— Directions —
[A] In the passage on hospital property taxes, what do Illinois tax officials say property taxes fund?
[B] Continue the passage on hospital property taxes from the point where it ends.
** Opening Exercise text block **
In terms of charitable giving, hospitals must be viewed differently from other businesses.  We have a free market in retail clothing shops, in fast food franchises, in computer stores.  Not so in health care, where providers often must accept every patient regardless of ability to pay, where providers must accept punitively underpriced compensation for Medicare and Medicaid coverage with the prayer that they can make it up with paying customers, and where the burden of uncollectable debts trumps most other industries due to untraceable illegal immigrants and other miscreants without funds.

Already convoluted federal and state policies -- such as rampant frivolous malpractice litigiousness, the falling dollar, health care nationalization, FDA braking of pharmaceutical progress, and unchecked immigration -- are combining to hobble the health care industry.  Already doctors, clinics, and hospitals are suffering from a business model being rendered more difficult by the day.  They don't need an Illinois property tax fight on top of all that.

Illinois tax functionaries haughtily remind us that property taxes are necessary for not only the state, but the cities and counties as well -- that property taxes fund the public schools, the public roads, the police and fire commissions.
** Closing Exercise text block **
** Opening Exercise data block **
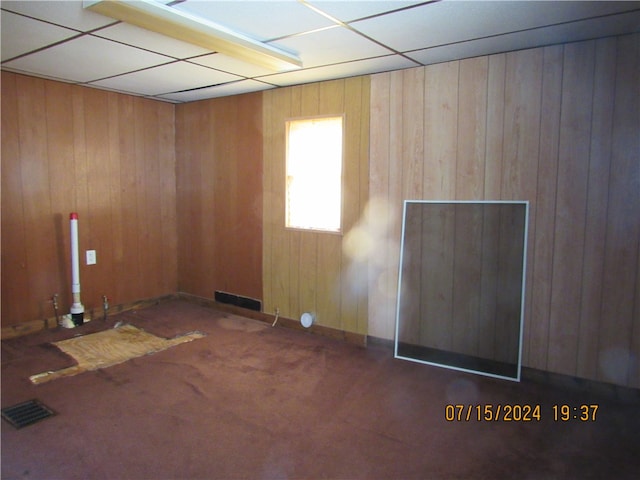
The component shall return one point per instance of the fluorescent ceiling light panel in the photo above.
(168, 21)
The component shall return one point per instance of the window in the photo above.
(314, 174)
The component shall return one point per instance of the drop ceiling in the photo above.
(61, 40)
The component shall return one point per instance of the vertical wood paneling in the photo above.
(219, 185)
(307, 269)
(537, 324)
(380, 303)
(561, 130)
(74, 149)
(596, 207)
(617, 361)
(469, 181)
(521, 144)
(32, 135)
(15, 287)
(575, 130)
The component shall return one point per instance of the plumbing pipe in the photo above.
(54, 299)
(105, 306)
(77, 309)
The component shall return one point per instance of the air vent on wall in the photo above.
(239, 301)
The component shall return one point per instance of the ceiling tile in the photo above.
(576, 31)
(155, 42)
(244, 86)
(64, 13)
(85, 59)
(349, 69)
(258, 19)
(349, 11)
(449, 22)
(41, 34)
(229, 64)
(167, 78)
(334, 45)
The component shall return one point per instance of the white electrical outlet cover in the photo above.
(306, 319)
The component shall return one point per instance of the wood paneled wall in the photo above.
(107, 156)
(219, 184)
(308, 271)
(557, 126)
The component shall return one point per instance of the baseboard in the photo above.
(34, 326)
(349, 337)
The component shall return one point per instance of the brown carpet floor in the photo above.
(254, 402)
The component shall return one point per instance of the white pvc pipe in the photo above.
(77, 309)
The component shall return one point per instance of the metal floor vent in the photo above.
(26, 413)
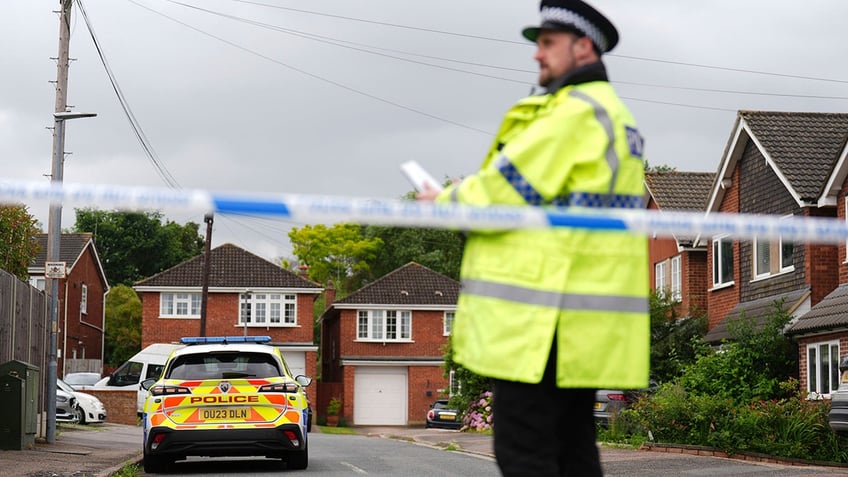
** Closing Exercise data block **
— Results of the tasks —
[A] Public schools, public roads, and the police and fire commissions.

[B]
But do they forget that hospitals too are necessary?  That hospitals provide jobs to their own employees and to supporting businesses as well, jobs that generate income taxes, payroll taxes, and local commerce?  That hospitals purchase food, clothing, machinery, and drugs -- purchases that generate sales taxes and keep suppliers in business too?  That hospital employees pay property taxes on their homes, either directly as homeowners or indirectly as renters?  That hospitals provide some of the best construction opportunities for a tortured building industry as they expand with necessary and complex new wings?  Does the state forget that if they drive the hospitals out of business in an effort to confiscate a few hundred thousand more dollars in property taxes, they'll lose all those millions that the hospitals had enabled all these years? 

In a ghastly recession with nearly double-digit acknowledged unemployment (worse still, in fact, in many of the communities where these targeted hospitals are located), do they really want to run the risk of putting many of these communities' largest employers out of business?

None of this appears to be a concern to the zero-sum mindset of the Illinois Department of Revenue.  They have invented a new standard -- that sufficient charitable donations are defined only by what the assessors feel is appropriate, without any clear targets or publicly available guidelines whatsoever.

In short, the Illinois Department of Revenue has made a conscious decision to join the federal onslaught on the health care industry by making that industry subject to the whim of a bureaucrat instead of the clear language of the written law.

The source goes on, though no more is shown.